-- Exercise passage --
At 2 years post-pediatric epilepsy surgery, 72% of patients were seizure-free compared to 33% of medically-treated patients.
Health-related quality of life (HRQOL) improved within the first year and remained stable for 2 years post-pediatric epilepsy surgery in patients with drug-resistant epilepsy (DRE), according to a recent study published in Jama Network Open.
Results demonstrated 72% of patients that received pediatric epilepsy surgery were seizure-free compared to 33% of medically-treated patients. In relation to medical patients, surgical patients experienced greater improvements in social functioning, but not cognitive, emotional, and physical functioning.
Behavior and cognitive, social, and emotional functioning are all facets of children’s HRQOL that can be negatively impacted by epilepsy, which affects 0.5% to 1% of children, study authors state. Improved HRQOL and seizure freedom can also demonstrate improved educational attainment, as well as reduce health care resource utilization and health care costs.
To determine the trajectory of HRQOL 2 years post-epilepsy surgery in children with DRE, a prospective, multicenter, cohort study assessed children at 8 epilepsy centers in Canada from 2014 to 2019. Of the 265 patients aged 4 to 18 years with suspected DRE, 111 were treated with surgery and 154 medically (mean [SD] age at baseline was 11.0 [4.1] years; 118 [45%] were female). Assessed by clinical semiology and/or electroencephalography (EEG), each patient had suspected focal epilepsy and was being evaluated for epilepsy surgery candidacy. Of the 265 patients, 148 (56%) had daily or weekly seizures and were receiving a mean (SD) of 2.0 (0.9) antiseizure medications (ASMs).

[Records from a dataset]
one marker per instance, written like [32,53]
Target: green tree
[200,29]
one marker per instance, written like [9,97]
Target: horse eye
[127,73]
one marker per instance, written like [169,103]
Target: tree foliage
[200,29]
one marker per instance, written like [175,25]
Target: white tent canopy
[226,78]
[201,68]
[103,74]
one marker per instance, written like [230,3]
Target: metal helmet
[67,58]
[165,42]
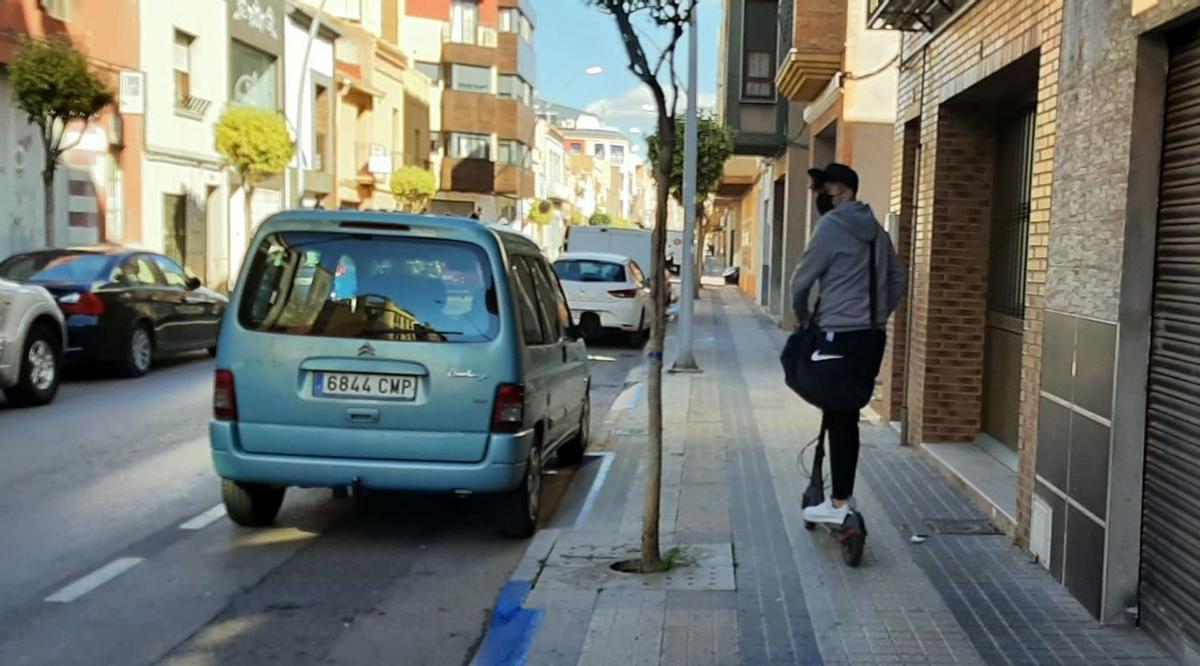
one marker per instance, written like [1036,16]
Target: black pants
[843,431]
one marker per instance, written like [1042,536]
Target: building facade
[97,183]
[480,54]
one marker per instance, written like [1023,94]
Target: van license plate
[359,384]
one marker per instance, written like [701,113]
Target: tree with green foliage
[541,213]
[714,148]
[670,18]
[600,219]
[413,187]
[54,85]
[255,143]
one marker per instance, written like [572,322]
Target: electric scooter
[852,532]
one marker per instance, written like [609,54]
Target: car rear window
[376,287]
[587,270]
[55,267]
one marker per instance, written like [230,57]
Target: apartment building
[480,55]
[97,184]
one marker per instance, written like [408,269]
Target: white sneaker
[826,513]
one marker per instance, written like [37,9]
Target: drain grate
[970,527]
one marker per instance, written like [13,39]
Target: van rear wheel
[517,509]
[251,504]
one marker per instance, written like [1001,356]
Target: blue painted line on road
[511,630]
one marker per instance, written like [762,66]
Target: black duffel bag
[835,371]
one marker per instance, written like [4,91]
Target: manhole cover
[951,526]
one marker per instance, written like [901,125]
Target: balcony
[468,175]
[910,16]
[817,49]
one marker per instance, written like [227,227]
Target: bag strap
[873,286]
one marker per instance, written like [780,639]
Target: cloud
[628,107]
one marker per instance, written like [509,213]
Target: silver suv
[31,342]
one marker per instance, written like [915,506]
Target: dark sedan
[123,306]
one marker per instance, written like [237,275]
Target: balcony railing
[910,16]
[481,36]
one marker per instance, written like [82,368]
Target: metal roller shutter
[1170,540]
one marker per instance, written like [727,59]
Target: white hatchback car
[31,342]
[606,293]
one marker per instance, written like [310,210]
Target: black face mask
[825,203]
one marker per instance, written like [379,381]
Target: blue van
[376,351]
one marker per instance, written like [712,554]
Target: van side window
[562,311]
[547,299]
[526,303]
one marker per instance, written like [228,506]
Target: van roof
[328,220]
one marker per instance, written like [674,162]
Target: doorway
[1007,257]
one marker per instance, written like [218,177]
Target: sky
[571,36]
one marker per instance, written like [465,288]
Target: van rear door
[367,346]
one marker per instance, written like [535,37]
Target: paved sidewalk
[732,483]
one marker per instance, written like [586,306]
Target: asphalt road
[114,549]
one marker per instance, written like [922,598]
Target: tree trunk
[48,204]
[652,556]
[249,199]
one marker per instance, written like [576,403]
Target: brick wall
[946,341]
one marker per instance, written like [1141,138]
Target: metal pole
[685,360]
[313,28]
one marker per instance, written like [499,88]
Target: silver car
[31,341]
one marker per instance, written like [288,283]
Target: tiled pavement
[732,475]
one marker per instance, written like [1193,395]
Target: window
[513,21]
[375,287]
[564,311]
[55,9]
[547,300]
[513,153]
[469,78]
[586,270]
[322,127]
[510,87]
[617,154]
[431,70]
[255,81]
[760,76]
[138,271]
[510,19]
[463,21]
[523,285]
[636,271]
[171,270]
[471,147]
[181,57]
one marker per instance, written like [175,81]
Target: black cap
[837,173]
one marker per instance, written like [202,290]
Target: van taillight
[508,414]
[225,399]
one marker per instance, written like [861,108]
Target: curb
[513,627]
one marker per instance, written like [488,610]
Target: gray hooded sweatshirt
[837,257]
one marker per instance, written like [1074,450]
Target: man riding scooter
[847,256]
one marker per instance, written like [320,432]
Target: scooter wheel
[855,541]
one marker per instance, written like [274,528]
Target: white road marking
[94,580]
[205,519]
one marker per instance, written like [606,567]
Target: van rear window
[373,287]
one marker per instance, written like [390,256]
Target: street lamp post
[313,28]
[685,360]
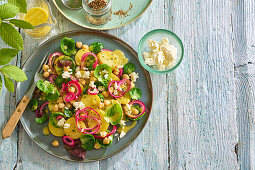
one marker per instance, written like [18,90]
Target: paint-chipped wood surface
[203,114]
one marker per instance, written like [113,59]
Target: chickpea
[46,74]
[93,79]
[68,105]
[82,81]
[100,105]
[71,89]
[55,143]
[106,141]
[106,102]
[61,105]
[55,108]
[103,134]
[46,131]
[66,68]
[60,100]
[97,146]
[116,72]
[111,89]
[135,111]
[105,93]
[125,76]
[132,85]
[45,67]
[85,46]
[78,44]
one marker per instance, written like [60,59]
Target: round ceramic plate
[77,16]
[34,130]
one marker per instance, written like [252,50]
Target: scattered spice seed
[122,13]
[97,4]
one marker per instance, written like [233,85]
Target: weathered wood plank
[203,94]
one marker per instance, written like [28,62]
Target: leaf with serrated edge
[8,84]
[0,84]
[21,24]
[14,72]
[7,54]
[11,36]
[22,4]
[8,11]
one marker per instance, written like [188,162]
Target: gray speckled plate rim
[148,78]
[93,28]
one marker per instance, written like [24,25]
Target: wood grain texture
[197,108]
[14,119]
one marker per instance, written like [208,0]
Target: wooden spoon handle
[14,119]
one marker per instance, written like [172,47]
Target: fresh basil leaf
[14,72]
[11,36]
[8,83]
[7,54]
[128,68]
[21,24]
[21,4]
[8,10]
[135,93]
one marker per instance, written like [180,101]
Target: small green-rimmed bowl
[158,35]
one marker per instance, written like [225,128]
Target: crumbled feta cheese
[116,85]
[162,56]
[122,122]
[91,84]
[134,76]
[122,133]
[101,88]
[86,74]
[66,74]
[66,126]
[78,74]
[78,105]
[61,122]
[78,68]
[115,93]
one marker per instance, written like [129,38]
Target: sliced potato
[109,58]
[79,55]
[56,131]
[73,132]
[122,58]
[90,100]
[103,125]
[124,99]
[114,77]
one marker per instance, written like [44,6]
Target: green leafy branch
[11,37]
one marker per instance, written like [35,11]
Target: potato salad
[88,97]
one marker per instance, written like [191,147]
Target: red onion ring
[94,93]
[122,82]
[68,141]
[121,72]
[142,106]
[114,129]
[52,78]
[85,55]
[69,97]
[50,59]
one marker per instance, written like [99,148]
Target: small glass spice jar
[97,12]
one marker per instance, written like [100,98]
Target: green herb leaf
[7,54]
[8,11]
[8,83]
[14,72]
[11,36]
[21,24]
[21,4]
[0,84]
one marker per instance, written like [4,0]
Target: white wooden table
[203,112]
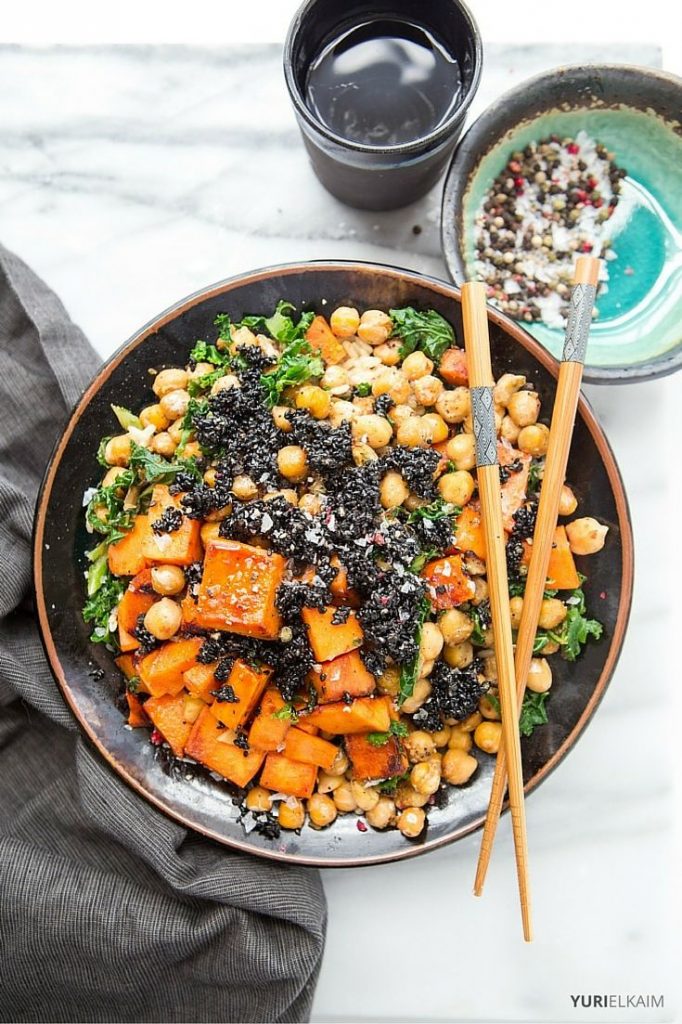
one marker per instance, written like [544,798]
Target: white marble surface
[131,176]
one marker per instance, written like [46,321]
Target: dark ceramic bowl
[637,114]
[60,541]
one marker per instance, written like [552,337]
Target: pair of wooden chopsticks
[513,669]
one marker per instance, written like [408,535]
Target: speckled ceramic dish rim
[449,292]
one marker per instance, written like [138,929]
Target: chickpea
[258,799]
[322,810]
[515,609]
[392,491]
[280,418]
[343,798]
[487,736]
[458,655]
[389,353]
[174,403]
[455,626]
[154,416]
[292,462]
[455,406]
[534,439]
[524,408]
[567,501]
[344,322]
[244,487]
[316,401]
[540,675]
[428,389]
[375,430]
[425,776]
[382,815]
[586,536]
[462,451]
[458,766]
[117,451]
[366,797]
[292,813]
[508,385]
[375,327]
[411,821]
[552,613]
[457,487]
[419,745]
[459,740]
[421,692]
[509,430]
[169,380]
[168,580]
[163,619]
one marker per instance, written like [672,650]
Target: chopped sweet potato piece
[163,670]
[181,547]
[363,715]
[284,775]
[321,337]
[561,571]
[239,588]
[267,731]
[207,744]
[167,714]
[449,585]
[200,680]
[345,674]
[469,530]
[371,762]
[329,641]
[136,714]
[247,684]
[309,750]
[126,557]
[453,367]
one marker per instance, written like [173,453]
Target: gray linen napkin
[109,910]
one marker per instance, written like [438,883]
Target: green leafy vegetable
[428,331]
[534,712]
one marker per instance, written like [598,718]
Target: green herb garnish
[428,331]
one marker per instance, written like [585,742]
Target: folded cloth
[109,910]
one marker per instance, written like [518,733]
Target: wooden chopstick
[482,408]
[563,418]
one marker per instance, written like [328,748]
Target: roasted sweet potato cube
[181,547]
[126,557]
[345,674]
[209,743]
[371,762]
[247,685]
[329,641]
[300,745]
[284,775]
[449,585]
[267,731]
[239,588]
[167,714]
[163,670]
[363,715]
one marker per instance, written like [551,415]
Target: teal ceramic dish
[637,114]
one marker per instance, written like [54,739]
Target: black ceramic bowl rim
[433,137]
[467,157]
[515,332]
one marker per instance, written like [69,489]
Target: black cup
[368,176]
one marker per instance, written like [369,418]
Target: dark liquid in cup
[383,83]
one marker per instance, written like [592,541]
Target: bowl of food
[578,160]
[260,573]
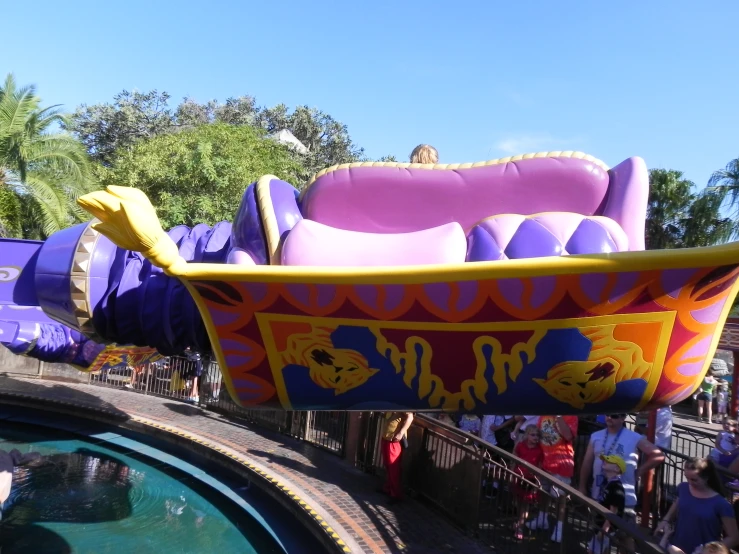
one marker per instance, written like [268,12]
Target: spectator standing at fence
[713,547]
[617,440]
[192,374]
[496,431]
[613,498]
[663,429]
[725,449]
[393,437]
[529,450]
[722,400]
[521,423]
[705,397]
[700,513]
[470,423]
[557,436]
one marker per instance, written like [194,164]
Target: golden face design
[611,361]
[580,383]
[329,367]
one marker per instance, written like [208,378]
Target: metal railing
[175,378]
[482,489]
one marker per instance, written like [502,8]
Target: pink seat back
[313,244]
[388,199]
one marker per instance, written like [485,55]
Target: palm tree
[46,170]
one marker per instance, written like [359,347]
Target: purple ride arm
[248,240]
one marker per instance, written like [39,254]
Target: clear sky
[477,79]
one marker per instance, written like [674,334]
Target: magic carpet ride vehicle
[517,285]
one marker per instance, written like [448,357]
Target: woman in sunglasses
[617,440]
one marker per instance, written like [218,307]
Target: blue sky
[477,79]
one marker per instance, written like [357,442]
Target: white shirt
[663,430]
[470,423]
[624,444]
[487,421]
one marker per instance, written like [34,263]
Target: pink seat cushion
[314,244]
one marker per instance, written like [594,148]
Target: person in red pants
[395,433]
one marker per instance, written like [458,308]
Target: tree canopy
[199,175]
[109,128]
[42,172]
[680,217]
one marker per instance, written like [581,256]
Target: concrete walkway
[343,495]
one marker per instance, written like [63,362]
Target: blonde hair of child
[715,548]
[424,154]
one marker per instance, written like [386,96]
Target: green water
[82,497]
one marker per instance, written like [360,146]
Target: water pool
[92,496]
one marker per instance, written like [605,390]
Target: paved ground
[347,496]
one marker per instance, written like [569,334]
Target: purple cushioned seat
[513,237]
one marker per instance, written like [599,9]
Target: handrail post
[648,484]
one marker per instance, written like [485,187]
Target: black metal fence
[175,378]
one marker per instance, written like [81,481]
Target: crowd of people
[615,461]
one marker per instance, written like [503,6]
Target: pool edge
[308,511]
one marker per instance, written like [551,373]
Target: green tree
[725,182]
[105,129]
[679,217]
[42,172]
[198,175]
[108,128]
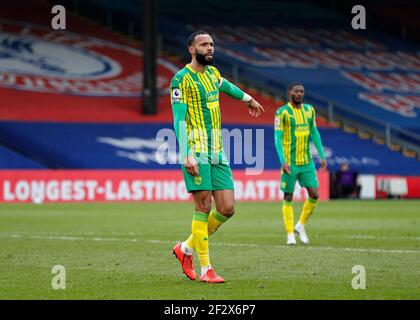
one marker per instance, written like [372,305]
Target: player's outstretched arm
[233,91]
[316,139]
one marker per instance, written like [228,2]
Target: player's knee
[203,207]
[227,211]
[313,194]
[288,196]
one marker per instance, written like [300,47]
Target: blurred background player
[344,183]
[195,105]
[294,125]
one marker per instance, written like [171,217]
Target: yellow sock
[200,237]
[288,216]
[215,221]
[307,210]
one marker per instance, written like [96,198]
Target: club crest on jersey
[176,95]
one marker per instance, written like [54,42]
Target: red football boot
[211,277]
[185,260]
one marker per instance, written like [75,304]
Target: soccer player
[195,104]
[294,125]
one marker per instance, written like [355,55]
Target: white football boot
[300,230]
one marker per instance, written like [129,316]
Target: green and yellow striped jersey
[296,124]
[200,92]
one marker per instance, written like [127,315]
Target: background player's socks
[288,216]
[307,210]
[201,237]
[215,221]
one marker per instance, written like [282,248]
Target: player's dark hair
[292,85]
[192,37]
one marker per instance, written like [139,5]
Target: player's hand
[285,167]
[191,166]
[324,165]
[254,108]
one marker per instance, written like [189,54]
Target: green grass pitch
[124,251]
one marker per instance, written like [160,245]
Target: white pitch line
[251,245]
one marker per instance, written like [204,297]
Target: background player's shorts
[214,174]
[306,175]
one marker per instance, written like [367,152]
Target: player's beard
[201,59]
[296,101]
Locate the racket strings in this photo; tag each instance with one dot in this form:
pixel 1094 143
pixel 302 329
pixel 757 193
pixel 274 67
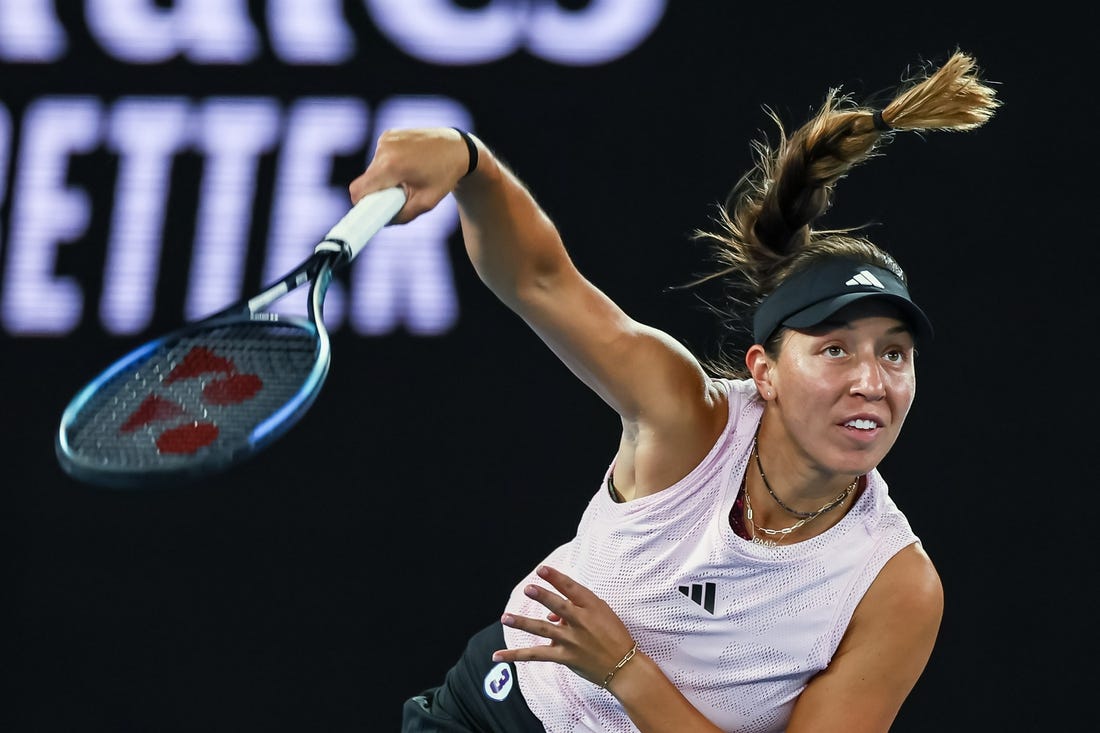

-- Work to complete --
1. According to the epilepsy surgery article, why are improvements in health-related quality of life and seizure freedom important for children? Answer in one to three sentences.
2. In the epilepsy surgery article, rewrite the paragraph beginning "To determine the trajectory of HRQOL" as a bulleted list, keeping its main facts.

-- Task-by-task outputs --
1. Epilepsy can harm children's behavior and their cognitive, social, and emotional functioning, which are all parts of their health-related quality of life. Better quality of life and seizure freedom can also lead to higher educational attainment and lower health care resource use and costs.

2.
- Purpose: to determine the trajectory of HRQOL 2 years after epilepsy surgery in children with DRE
- Design: prospective, multicenter cohort study at 8 epilepsy centers in Canada, 2014 to 2019
- Participants: 265 patients aged 4 to 18 years with suspected DRE (mean [SD] baseline age 11.0 [4.1] years; 118 [45%] female)
- Treatment groups: 111 surgical, 154 medical
- Selection: each patient had suspected focal epilepsy, assessed by clinical semiology and/or EEG, and was being evaluated for surgery candidacy
- Seizure burden: 148 (56%) had daily or weekly seizures and took a mean (SD) of 2.0 (0.9) antiseizure medications